## BEGIN
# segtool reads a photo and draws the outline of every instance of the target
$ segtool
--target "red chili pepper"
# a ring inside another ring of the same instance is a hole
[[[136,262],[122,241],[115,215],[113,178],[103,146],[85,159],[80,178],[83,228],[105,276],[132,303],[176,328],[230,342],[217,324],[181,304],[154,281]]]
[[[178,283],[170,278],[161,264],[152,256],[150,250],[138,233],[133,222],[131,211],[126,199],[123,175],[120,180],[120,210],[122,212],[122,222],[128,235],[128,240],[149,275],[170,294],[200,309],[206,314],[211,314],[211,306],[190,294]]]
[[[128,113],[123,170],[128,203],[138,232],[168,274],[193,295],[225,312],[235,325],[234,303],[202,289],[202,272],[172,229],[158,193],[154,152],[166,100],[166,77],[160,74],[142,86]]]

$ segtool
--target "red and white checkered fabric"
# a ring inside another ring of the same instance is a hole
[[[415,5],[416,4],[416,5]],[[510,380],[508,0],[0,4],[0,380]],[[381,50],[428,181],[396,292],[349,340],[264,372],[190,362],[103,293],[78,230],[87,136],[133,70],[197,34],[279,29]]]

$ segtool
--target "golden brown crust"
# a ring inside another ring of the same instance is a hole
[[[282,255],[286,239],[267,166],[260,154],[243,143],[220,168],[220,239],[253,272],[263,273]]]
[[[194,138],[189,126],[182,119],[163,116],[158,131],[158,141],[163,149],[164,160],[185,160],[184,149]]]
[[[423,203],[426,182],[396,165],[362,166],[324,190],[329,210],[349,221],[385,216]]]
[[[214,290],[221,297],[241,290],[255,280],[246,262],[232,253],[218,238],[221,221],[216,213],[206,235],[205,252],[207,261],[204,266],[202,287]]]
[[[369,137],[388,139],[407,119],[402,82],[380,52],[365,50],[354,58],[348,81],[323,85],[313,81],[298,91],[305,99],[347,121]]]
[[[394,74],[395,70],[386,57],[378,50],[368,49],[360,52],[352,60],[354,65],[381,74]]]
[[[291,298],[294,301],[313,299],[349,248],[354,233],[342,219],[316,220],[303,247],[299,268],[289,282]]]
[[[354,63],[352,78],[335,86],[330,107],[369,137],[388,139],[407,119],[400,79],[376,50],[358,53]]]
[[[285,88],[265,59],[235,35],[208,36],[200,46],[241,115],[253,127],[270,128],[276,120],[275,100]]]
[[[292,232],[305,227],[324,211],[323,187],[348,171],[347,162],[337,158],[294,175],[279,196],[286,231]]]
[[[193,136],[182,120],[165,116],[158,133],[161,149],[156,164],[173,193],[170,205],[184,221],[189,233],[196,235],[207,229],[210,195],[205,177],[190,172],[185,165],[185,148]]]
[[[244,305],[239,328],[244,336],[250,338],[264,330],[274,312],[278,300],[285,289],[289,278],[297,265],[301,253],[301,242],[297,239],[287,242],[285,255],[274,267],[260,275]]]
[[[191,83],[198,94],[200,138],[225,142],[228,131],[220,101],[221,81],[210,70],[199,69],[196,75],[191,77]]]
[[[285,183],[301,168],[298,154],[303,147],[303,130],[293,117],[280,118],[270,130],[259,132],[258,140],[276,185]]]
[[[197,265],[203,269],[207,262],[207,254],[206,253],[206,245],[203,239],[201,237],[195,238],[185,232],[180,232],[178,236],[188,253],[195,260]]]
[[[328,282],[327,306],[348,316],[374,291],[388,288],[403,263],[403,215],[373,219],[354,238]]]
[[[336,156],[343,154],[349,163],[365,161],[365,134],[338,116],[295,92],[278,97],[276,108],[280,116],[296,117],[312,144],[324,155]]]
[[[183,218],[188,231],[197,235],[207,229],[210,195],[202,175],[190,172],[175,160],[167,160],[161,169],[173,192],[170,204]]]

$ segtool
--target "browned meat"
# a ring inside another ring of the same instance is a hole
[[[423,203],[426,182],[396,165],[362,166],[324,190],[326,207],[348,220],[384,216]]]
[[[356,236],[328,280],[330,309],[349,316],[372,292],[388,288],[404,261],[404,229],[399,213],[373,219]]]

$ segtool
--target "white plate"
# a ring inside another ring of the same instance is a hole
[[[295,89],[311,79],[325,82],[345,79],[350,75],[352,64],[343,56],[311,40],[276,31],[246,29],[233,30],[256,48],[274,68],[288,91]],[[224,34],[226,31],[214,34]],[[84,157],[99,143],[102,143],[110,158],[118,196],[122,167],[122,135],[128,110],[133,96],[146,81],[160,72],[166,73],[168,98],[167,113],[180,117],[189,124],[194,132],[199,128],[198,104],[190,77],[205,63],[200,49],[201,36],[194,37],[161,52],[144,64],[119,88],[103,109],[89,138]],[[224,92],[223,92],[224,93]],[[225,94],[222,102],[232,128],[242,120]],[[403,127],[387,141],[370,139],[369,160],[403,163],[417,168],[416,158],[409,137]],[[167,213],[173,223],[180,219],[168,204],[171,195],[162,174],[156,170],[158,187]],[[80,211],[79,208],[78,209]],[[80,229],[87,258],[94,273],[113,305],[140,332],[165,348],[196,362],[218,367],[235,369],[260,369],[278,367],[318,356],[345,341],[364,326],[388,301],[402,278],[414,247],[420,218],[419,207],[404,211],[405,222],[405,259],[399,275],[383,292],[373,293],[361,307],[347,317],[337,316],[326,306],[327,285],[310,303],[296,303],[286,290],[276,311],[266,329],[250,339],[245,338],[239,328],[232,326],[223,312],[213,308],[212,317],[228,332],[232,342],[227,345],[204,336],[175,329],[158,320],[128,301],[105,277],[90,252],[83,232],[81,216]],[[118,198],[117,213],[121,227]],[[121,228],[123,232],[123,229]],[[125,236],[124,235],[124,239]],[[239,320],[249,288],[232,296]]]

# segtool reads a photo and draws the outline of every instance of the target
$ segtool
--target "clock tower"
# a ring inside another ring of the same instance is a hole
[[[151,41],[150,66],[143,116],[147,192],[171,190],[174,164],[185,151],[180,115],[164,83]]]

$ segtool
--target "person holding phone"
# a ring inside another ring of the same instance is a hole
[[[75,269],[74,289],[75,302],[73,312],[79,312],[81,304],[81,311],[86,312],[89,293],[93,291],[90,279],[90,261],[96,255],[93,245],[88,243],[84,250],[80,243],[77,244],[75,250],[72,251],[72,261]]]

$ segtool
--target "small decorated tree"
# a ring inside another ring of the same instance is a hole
## END
== Problem description ==
Pick out every line above that contains the string "white", matching case exactly, and copy each one.

== Written solution ==
--target "red and white checkered fabric"
--target "white plate"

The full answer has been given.